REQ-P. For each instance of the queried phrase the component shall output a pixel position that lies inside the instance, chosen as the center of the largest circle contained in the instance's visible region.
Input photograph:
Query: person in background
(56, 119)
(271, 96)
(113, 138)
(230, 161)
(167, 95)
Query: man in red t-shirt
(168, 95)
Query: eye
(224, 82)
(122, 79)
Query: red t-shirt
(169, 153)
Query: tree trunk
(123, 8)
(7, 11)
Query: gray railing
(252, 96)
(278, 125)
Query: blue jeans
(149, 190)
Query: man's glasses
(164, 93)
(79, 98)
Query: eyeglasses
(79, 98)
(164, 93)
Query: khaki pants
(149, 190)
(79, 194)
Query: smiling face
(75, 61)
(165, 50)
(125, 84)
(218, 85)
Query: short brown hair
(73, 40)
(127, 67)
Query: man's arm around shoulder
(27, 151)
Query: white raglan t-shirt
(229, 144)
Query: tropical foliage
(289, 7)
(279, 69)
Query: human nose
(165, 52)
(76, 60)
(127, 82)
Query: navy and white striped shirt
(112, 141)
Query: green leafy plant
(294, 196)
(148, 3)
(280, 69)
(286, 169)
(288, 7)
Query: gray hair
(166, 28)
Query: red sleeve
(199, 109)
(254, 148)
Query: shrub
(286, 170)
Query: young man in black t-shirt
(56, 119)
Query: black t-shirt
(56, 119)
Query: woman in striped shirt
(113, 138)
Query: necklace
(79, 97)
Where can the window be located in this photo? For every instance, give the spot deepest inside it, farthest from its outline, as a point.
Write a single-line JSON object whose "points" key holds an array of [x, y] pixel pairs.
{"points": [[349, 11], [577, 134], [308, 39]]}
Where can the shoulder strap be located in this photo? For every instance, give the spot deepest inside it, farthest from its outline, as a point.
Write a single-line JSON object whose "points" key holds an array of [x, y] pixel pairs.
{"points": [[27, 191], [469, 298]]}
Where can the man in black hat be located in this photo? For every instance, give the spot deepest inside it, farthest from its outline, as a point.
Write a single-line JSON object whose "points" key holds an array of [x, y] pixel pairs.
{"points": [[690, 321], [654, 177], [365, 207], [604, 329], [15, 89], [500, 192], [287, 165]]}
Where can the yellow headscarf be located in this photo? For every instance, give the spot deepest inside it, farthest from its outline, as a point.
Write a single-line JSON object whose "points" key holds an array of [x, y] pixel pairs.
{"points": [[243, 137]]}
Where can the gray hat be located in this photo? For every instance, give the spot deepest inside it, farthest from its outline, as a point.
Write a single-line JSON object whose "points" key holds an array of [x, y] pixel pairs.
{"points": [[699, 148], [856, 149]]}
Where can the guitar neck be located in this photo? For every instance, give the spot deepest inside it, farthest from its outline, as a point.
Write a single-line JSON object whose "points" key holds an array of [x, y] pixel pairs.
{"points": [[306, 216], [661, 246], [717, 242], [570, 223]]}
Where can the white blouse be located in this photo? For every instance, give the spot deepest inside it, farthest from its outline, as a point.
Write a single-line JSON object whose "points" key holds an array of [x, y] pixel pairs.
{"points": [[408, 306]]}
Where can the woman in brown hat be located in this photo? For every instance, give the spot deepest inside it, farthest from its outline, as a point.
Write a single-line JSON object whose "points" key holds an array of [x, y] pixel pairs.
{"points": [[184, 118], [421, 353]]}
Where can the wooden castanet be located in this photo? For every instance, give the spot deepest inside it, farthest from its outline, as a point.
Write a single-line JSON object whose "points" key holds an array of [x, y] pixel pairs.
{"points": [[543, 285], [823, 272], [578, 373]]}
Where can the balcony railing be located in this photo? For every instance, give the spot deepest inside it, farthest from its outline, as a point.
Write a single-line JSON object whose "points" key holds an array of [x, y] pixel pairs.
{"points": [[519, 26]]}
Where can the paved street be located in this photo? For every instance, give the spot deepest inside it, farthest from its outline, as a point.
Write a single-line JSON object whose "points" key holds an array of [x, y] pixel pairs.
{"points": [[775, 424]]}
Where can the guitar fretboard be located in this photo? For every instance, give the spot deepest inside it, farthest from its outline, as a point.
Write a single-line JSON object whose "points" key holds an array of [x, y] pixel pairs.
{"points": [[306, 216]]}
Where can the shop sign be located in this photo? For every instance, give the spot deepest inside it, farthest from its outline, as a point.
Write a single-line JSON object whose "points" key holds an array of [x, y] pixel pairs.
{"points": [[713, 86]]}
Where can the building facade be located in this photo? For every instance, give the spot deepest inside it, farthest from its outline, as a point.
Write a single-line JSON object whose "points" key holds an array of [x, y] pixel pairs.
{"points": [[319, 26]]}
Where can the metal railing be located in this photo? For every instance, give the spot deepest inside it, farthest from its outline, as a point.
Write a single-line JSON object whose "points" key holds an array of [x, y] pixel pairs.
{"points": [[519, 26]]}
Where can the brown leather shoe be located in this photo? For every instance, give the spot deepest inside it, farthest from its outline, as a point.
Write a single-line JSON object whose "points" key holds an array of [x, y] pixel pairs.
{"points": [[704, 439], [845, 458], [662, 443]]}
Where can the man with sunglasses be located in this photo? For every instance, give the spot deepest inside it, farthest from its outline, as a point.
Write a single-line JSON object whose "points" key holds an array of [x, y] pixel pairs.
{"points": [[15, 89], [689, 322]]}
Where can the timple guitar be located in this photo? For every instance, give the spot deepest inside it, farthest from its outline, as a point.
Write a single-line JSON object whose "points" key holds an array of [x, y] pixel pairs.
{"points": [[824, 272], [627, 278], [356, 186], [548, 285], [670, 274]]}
□ □ □ □ □ □ □
* About this exercise: An exact, complete copy of the records is the expected answer.

* Output below:
REQ-P. For each instance of the queried phrase the component shall output a pixel position that lies inside the instance, chosen as the center of the largest circle contained in the instance's visible region.
Input photograph:
Query: person in background
(56, 119)
(271, 96)
(113, 138)
(230, 161)
(167, 95)
Query: man in red t-shirt
(168, 95)
Query: eye
(224, 82)
(122, 79)
Query: red t-shirt
(169, 153)
Query: tree trunk
(123, 8)
(7, 11)
Query: gray railing
(252, 96)
(278, 125)
Query: blue jeans
(149, 190)
Query: man's glasses
(164, 93)
(79, 98)
Query: eyeglasses
(79, 98)
(164, 93)
Query: khaki pants
(149, 190)
(79, 194)
Query: smiling face
(75, 61)
(165, 50)
(125, 84)
(218, 85)
Query: short brown hair
(73, 40)
(127, 67)
Query: man's arm around shoulder
(27, 151)
Query: white raglan t-shirt
(229, 144)
Query: tropical foliage
(289, 7)
(279, 69)
Query: human nose
(165, 52)
(76, 60)
(127, 82)
Query: navy and white striped shirt
(112, 141)
Query: green leafy plant
(294, 196)
(148, 3)
(280, 69)
(286, 169)
(288, 7)
Query: gray hair
(166, 28)
Query: red sleeve
(199, 109)
(254, 148)
Query: shrub
(286, 170)
Query: young man in black t-shirt
(56, 119)
Query: black t-shirt
(56, 119)
Query: woman in striped shirt
(113, 138)
Query: necklace
(79, 97)
Where can the window be located in this photo? For every instance, give the spot deepest inside it, farthest from its outline, as a point.
Write a single-line JSON object whose "points" key holds an array of [x, y] pixel pairs.
{"points": [[349, 11], [577, 134], [308, 39]]}
Where can the shoulder strap be located in this photo? For every instance, give the spot deepest inside it, farthest from its outline, as a point.
Write a single-line JSON object whose "points" key holds an array of [x, y] pixel pairs.
{"points": [[27, 191], [469, 298]]}
Where can the man in black hat be located in this photo? For every instance, give the spot deepest inside it, farthest from its outline, as a point.
Write a single-line JSON object whose "points" key holds an array of [x, y] pixel pairs.
{"points": [[690, 321], [654, 177], [365, 207], [604, 329], [15, 89], [500, 192], [287, 165]]}
Where can the yellow headscarf be located in this photo? For every instance, give the spot deepest inside it, farthest from its outline, as a point.
Write a single-line JSON object whose "points" key holds an array of [x, y] pixel pairs.
{"points": [[243, 137]]}
Where can the gray hat be located in this photo? For every instance, give the spot deepest inside it, farthest from its outline, as a point.
Write a single-line JSON object whose "points" key holds an array of [x, y] pixel pairs.
{"points": [[699, 148], [856, 149]]}
Where can the guitar neck be located in this photo? For every instance, give the spot deepest inside it, farthest from its outline, as a point.
Write a single-line JSON object whose "points" key holds an array of [x, y] pixel pairs.
{"points": [[306, 216], [661, 246], [717, 242], [570, 223]]}
Where can the white blouse be located in this photo? For every instance, give the spot deepest inside it, farthest from its outline, as a point.
Write a single-line JSON object whose "points" key holds an array of [x, y] pixel pairs.
{"points": [[408, 306]]}
Where can the woman in brown hat be located in this photo? For every instance, give the spot deepest inside it, farthest from its outline, as a point.
Write a single-line JSON object whose "points" key holds an array of [x, y] pixel pairs.
{"points": [[184, 118], [421, 353]]}
Where can the wooden castanet be located in this photo? For every instance, give the spot deepest inside it, farthest from its outline, as a point.
Write a single-line JSON object whose "points" key holds an array of [x, y] pixel pairs.
{"points": [[543, 285], [823, 272], [578, 373]]}
Where can the balcony railing be located in this photo? For every instance, give the spot deepest inside it, farthest from its outline, as a point.
Write a single-line JSON object whose "points" key holds an array of [x, y] pixel pairs.
{"points": [[519, 26]]}
Where can the paved street be located in this photo? For every instance, give the spot deepest inside it, farthest from its outline, as a point.
Write a single-line JSON object whose "points" key holds an array of [x, y] pixel pairs.
{"points": [[775, 424]]}
Where can the guitar fretboard be located in this photo? For every instance, give the spot deepest inside it, farthest from its outline, as a point.
Write a single-line JSON object whose "points" key holds an array of [x, y] pixel pairs.
{"points": [[306, 216]]}
Where can the shop sign be located in this photo? For every instance, give the spot deepest inside it, farthest from its outline, as a point.
Write a single-line JSON object whose "points" key holds an array of [x, y] pixel pairs.
{"points": [[713, 86]]}
Where can the building facade be located in this photo? For every instance, give the spot deepest inside it, farthest from its outline, as a point.
Write a single-line JSON object whose "points" key holds an array of [x, y] pixel pairs.
{"points": [[319, 26]]}
Where can the metal railing be located in this photo? For every instance, give the spot deepest inside it, farthest from its outline, as a point.
Write a single-line JSON object whose "points" key holds an array of [x, y] pixel pairs.
{"points": [[519, 26]]}
Where can the brown leather shoe be located in this photo? For every instance, give the spot deepest inside it, farthest from its outline, as a point.
Write a single-line JSON object whose "points" key holds an array of [x, y] pixel pairs.
{"points": [[704, 439], [845, 458], [662, 443]]}
Where can the man with sunglasses be located in this photo? For every instance, give the spot deepest inside it, farthest from its outline, as a point.
Write a single-line JSON object whose "points" key holds an array of [x, y] pixel pairs.
{"points": [[15, 89], [689, 322]]}
Where can the timple guitar be located in this photo? For every instance, give the spot deepest inside it, farthest from its outline, as a point.
Write a single-line JSON object whose "points" key holds an array of [x, y] pixel pairs.
{"points": [[824, 272], [627, 278], [356, 186], [548, 285], [670, 274]]}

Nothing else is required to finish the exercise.